**PASSAGE TO READ:**
As a slight optimization, I've switched to HEAD requests to trigger the preload, before load via the js-ipfs client.

Current preloading is:

• Load POST /api/v0/refs on preload node, fully loads all blocks of the hash on the preload node.

The 'Random Access'-aware preloading:

• Load HEAD /api/v0/ls on the preload
• Load HEAD /api/v0/cat on the preload with the desired range.
• Call ipfs.cat(...) with the desired range

[lidel]

@achingbrain I've moved it here as preload is specific to js-ipfs.

Context: we need smarter preload, specifically a range-aware cat, to unlock use cases such as:

• snapshots of websites archived via tools like https://archiveweb.page/ and shared via IPFS
• web-based reader of ZIM archives from Kiwix capable of efficiently preloading subsets of ~80GB Wikipedia archive (https://github.com/ipfs/distributed-wikipedia-mirror/issues/42#issuecomment-766980230, https://github.com/kiwix/kiwix-js/issues/659)

[achingbrain]

It's probably useful to restate what 'preloading' is and why it's currently necessary.

When you run ipfs.cat(cid) you're asking your node for the block that corresponds to the CID. That initial block could contain the whole file (if the file is small), or it could contain layout information for the DAG that represents the file and links (refs) to child blocks that may either contain the file data or links to yet more children.

If you ask your node for a block and it does not have that block, bitswap will ask all connected peers if they have the block. If they do not, your node will issue a DHT query to find another node on the network that has the block. If the query returns a result, it'll dial that peer, bitswap will kick in and the block will be retrieved.

In order for this to work you have to be able to dial the peer - that is, the peer has to be able to accept unsolicited connections like a server. Browsers only have one mechanism available for this currently - webrtc-star.

There are several problems with webrtc-star - it's really heavy, you can only maintain a few concurrent connections before the browser starts throttling/killing connections. If you switch away from a tab, browsers suspend connections so you won't be dialable. There's also no webrtc-star implementation for go-IPFS so even if you could be found on the network, and your computer is running with the tab open you're not dialable by the majority of the network.

Looking at it from the other direction, most content is hosted on go-IPFS nodes, which only listen on TCP. They are capable of listening on websockets, but that requires TLS which requires certificates and other non-trivial setup (unless you use NAT-hole-punching+reverse-DNS+Let's Encrypt) so there are not many with WS addresses - browser nodes cannot dial TCP so even if they could find a node with the content they are looking for, chances are they can't dial them.

This is where 'preloading' comes in. When I add a block to my browser repo, I 'preload' it, that is, I get a go-IPFS node on the network to pull the content from me. The preload nodes also happen to be in the default bootstrap list for all js-IPFS nodes, in the browser and running under node.js. So when a remote browser node tries to fetch the content, it's on a preload node, which happens to be a bootstrap node, which it is connected to, so bitswap will fetch the block. Note that it doesn't fetch the content directly from you, because you are effectively undialable.

Saved entries:

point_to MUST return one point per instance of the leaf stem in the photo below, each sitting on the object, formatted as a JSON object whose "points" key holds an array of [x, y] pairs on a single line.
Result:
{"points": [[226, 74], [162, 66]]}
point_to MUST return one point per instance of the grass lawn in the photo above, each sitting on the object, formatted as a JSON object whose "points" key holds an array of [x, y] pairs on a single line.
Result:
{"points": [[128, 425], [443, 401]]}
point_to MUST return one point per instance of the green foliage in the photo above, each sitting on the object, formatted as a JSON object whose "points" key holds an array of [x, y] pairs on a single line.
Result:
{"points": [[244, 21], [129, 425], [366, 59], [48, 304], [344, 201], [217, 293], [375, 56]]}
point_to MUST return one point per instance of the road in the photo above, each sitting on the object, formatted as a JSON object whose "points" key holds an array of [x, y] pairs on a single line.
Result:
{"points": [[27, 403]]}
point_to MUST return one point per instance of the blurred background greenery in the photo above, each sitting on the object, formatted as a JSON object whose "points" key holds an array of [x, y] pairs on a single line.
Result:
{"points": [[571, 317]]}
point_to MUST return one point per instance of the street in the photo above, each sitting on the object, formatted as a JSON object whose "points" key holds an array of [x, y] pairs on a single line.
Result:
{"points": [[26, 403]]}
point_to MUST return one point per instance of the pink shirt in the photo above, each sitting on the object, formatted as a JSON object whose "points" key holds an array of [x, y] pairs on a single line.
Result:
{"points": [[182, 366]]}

**GIVEN INSTRUCTION A:** Translate this sentence from the preloading discussion into Spanish: "Browsers only have one mechanism available for this currently - webrtc-star."
**GIVEN INSTRUCTION B:** Go on with the preloading discussion, starting after its final sentence.
The saved entries have no connection to the preloading discussion.

**EXERCISE ANSWER A:** Actualmente, los navegadores solo disponen de un mecanismo para esto: webrtc-star.

**EXERCISE ANSWER B:**
If I fetch content, I also 'preload' the CID, which tells the go-IPFS preload node to search the network for the content if it doesn't have it already which all things being equal should increase the number of directly connected peers I have that have the content I am looking for.

This works until the preload node runs it's hourly GC and the block is deleted, otherwise the preload nodes end up hosting every single block ever added/fetched by a js-IPFS node.

---

Random access cat.

When trying to start reading from an offset, you don't want to load every byte leading up to the offset, so you need to know the layout of the DAG that represents the file. That way you can say, 'ok, byte 3827874 is contained by the fourth child of this node, I'll just load that one'.

This is how offset/length works in js-IPFS today.

The layout information is contained in the root block of the DAG, which is the block the initial CID refers to. If this block is not available, you can't get the file as you don't know the layout. There's no way to link to parents blocks from child blocks because DAGs are acyclic, they have to be, otherwise you can't calculate the CID of anything, as the CID of linked nodes forms part of the Content that you are trying to calculate the ID of.

---

To load the data in, ideally would just call ipfs.cat() with offset and length to fetch the necessary blocks after calling ipfs.ls(). Unfortunately, this doesn't seem to work currently. Instead,

This does not work because you disabled preloading. If you'd preloaded the DAG, it'd be on the preload node and you could ipfs.cat arbitrary chunks of it. Swapping out a recursive ipfs.refs for ipfs.ls will not load the whole DAG onto the preload node, so when you try to ipfs.cat a subsection of the graph, the preload node will not have those blocks and will have no way of dialing the browser node that does have those blocks for the reasons outlined above.

---

Context: we need smarter preload, specifically a range-aware cat, to unlock use cases such as

We have a range-aware cat, but the blocks that make up the file have to be on the network somewhere, held by a node that you can find and then successfully dial.

web-based reader of ZIM archives from Kiwix capable of efficiently preloading subsets of ~80GB Wikipedia archive

Preloading wikipedia won't download 80GBs of data to your browser but it will make a recursive refs call on the root CID which will take ages and send about 15MB of text to your browser in the response (80GB, 305k blocks at the default block size, 46 bytes per CID plus JSON formatting).

If you are trying to access an offset some way into the dataset, and that dataset is not available on a preload node, it's probably going to take a long time for that content to become available, since the refs call is likely stepping through the links sequentially.

For use-cases like this, stand up a few go-IPFS nodes with websocket transports available at publicly accessible domains/ports and have them host the data on some fast storage, then either dial them directly from the browser nodes (faster) or ensure you have DHT delegates configured (slower) and away you go. You'll obviate the need for preloading entirely.

You could thread preloading deeper into js-IPFS, and have it preload everything that goes into the bitswap want list, but you'll likely end up making an enormous amount of requests. You could experiment with this - libp2p takes multiple DHT delegates which get asked to find providers when blocks are not available in the blockstore, you could implement one that returns an empty list of providers but also send a non-recursive refs call to a preload node which should cause it to find the block and then bitswap would do it's thing?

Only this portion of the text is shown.